• _TESTO FORNITO_:

Non me ne vado! Anzi… Resto! Storia attuale dei giovani terremotati del ’68
26 gennaio
19:56 2018

Le ricorrenze sono tempo, tra le altre cose, di bilanci. Ci si guarda indietro per capire e ripercorrere quel che è stato, quel che sarebbe potuto essere e quello che invece è a causa delle scelte del passato.

Per i giovani del Belìce di oggi parlare del tragico evento che cinquant’anni fa sconvolse la vita di migliaia di persone, ne uccise centinaia e sfigurò in maniera irrimediabile il volto di un intero territorio, può sembrare anacronistico. Loro il terremoto non l’hanno vissuto in prima persona. Ma per i giovani del Belìce, purtroppo, il terremoto o quantomeno i suoi effetti non sono mai finiti.

A distanza di cinquant’anni le ferite fisiche (e non) dei luoghi non sono rimarginate, sanguinano ancora copiosamente. L’emorragia dell’emigrazione non si è mai arrestata e, oggi più che mai, si è aggravata con l’alibi della crisi economica (che nel Belìce in realtà è una crisi cronica).

Crescere nei paesi del Belìce negli anni ’80 e ’90 ha significato, nel bene e nel male, subire gli effetti del sisma. È nel ricordo di tutti i bambini e ragazzi dell’epoca il continuo viavai di ruspe, camion e betoniere che operosamente demolivano e ricostruivano le nostre case e con esse il nostro futuro. Chi è nato agli albori del nuovo millennio ha vissuto solo marginalmente tale esperienza ma forse è colui o colei che subirà maggiormente gli effetti del terremoto.

Infatti, se da un lato non si può negare che la catastrofe abbia agevolato l’indotto dell’edilizia generando economia, dall’altro la mancata lungimiranza della pianificazione urbanistica ed economica ha restituito ai giovani delle città spesso anonime, prive d’identità, povere di infrastrutture e servizi, città dormitorio o per meglio dire “città dormienti” da cui spesso e volentieri i giovani non possono far altro che fuggire.

I vari piani urbanistici concepiti da Danilo Dolci, dal Centro Studi Valle del Belìce sulla base della condivisione popolare e dall’ISES stesso sono stati ampiamente disattesi, di essi si è voluto portare avanti solo quello che ha permesso di speculare.

• _ESERCIZIO A_: Riassumi in due frasi il testo sul terremoto del Belìce.
• _ESERCIZIO B_: Prosegui il testo sul terremoto del Belìce a partire dalla sua ultima frase.

• _ESTRATTO DATI_:
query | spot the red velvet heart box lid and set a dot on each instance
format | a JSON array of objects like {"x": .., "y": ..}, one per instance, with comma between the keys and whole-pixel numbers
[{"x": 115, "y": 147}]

• _RISPOSTA A_: Cinquant'anni dopo il terremoto del Belìce, i giovani di oggi non lo hanno vissuto ma ne subiscono ancora gli effetti: le ferite dei luoghi non si sono rimarginate e l'emigrazione si è aggravata con la crisi economica. La ricostruzione ha dato lavoro all'edilizia, ma una pianificazione poco lungimirante ha lasciato città anonime e povere di servizi da cui i giovani fuggono, e i piani urbanistici di Danilo Dolci, del Centro Studi Valle del Belìce e dell'ISES sono stati ampiamente disattesi.

• _RISPOSTA B_:
Apprendiamo che dopo cinquant’anni la ricostruzione non è ancora stata ultimata, che a mancare sono soprattutto le opere pubbliche e le opere di urbanizzazione, ma i giovani del Belìce non hanno bisogno di nuove fognature (che in un Paese civile dovrebbero essere garantite a prescindere ma che, purtroppo, in alcune zone del Belìce, mancano ancora) i giovani del Belìce hanno bisogno di creare legami con la propria storia, col proprio territorio. I giovani del Belìce hanno bisogno soprattutto di non sentirsi obbligati a scappare dalle proprie città.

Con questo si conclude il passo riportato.